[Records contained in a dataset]
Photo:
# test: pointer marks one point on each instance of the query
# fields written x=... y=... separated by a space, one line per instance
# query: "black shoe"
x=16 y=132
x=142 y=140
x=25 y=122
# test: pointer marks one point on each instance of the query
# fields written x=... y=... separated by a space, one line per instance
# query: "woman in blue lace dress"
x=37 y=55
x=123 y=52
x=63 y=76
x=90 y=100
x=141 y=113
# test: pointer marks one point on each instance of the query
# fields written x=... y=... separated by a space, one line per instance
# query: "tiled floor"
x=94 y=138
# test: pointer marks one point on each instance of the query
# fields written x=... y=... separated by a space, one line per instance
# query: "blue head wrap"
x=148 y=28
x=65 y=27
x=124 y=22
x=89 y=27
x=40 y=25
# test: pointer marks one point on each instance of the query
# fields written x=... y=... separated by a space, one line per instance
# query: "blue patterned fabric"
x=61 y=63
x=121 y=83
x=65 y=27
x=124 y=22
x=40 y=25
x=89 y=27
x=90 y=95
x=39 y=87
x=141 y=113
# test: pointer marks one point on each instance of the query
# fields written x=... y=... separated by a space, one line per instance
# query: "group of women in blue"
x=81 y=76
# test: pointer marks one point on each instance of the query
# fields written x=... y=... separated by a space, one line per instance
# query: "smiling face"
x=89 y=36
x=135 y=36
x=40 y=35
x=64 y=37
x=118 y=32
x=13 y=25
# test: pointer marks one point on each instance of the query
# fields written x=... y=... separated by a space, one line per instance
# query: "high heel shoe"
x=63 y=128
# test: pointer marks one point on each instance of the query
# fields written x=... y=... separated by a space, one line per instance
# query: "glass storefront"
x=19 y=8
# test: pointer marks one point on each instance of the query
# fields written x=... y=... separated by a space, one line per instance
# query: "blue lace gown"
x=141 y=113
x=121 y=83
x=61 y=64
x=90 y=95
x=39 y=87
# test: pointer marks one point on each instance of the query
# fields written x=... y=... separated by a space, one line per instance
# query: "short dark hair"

→ GOAL OF THE EXERCISE
Please give back all of the records exactly as written.

→ SOLUTION TO THIS PROBLEM
Photo:
# test: pointer marks one point on each instance of the query
# fields written x=... y=... separated by a space, one line per instance
# query: "black shoe"
x=16 y=132
x=142 y=140
x=25 y=122
# test: pointer marks one point on each instance of the query
# fields written x=... y=... separated by a space, one line per instance
# query: "woman in blue lace dress"
x=37 y=55
x=123 y=52
x=63 y=76
x=90 y=100
x=141 y=113
# test: pointer marks one point on each instance of the query
# fields written x=... y=... separated by a space, one line per instance
# query: "tiled floor"
x=94 y=138
# test: pointer marks one point on each instance of the query
# fields written x=... y=... separated by a space, one line per instance
# query: "blue head wrap"
x=148 y=28
x=65 y=27
x=124 y=22
x=89 y=27
x=40 y=25
# test: pointer marks one point on each instance of the query
# fields written x=... y=... separated by a space, one line per instance
# query: "blue patterned fabric"
x=61 y=63
x=121 y=83
x=65 y=27
x=124 y=22
x=40 y=25
x=89 y=27
x=90 y=95
x=39 y=87
x=141 y=113
# test: pointer marks one point on each instance of the query
# fields written x=... y=... separated by a space, one line per instance
# query: "group of women in blue"
x=81 y=76
# test: pointer marks one point on each instance of the query
# fields written x=... y=... separated by a space, one line per instance
# query: "smiling face"
x=89 y=36
x=135 y=36
x=40 y=35
x=64 y=37
x=118 y=32
x=13 y=25
# test: pointer marks one point on each instance of the query
# fields written x=... y=... separated by a space, one line per instance
# query: "high heel shoe"
x=63 y=128
# test: pointer marks one point on each instance of the query
# fields written x=... y=... separated by a space, one line per instance
# query: "glass storefront"
x=19 y=8
# test: pointer marks one point on each instance of the query
# fields written x=... y=... separated by a space, one line per instance
# query: "blue lace gown"
x=141 y=113
x=121 y=83
x=61 y=64
x=90 y=95
x=39 y=87
# test: pointer marks one point on each instance of the query
# fields written x=... y=... separated by a space, one line per instance
# query: "short dark hair"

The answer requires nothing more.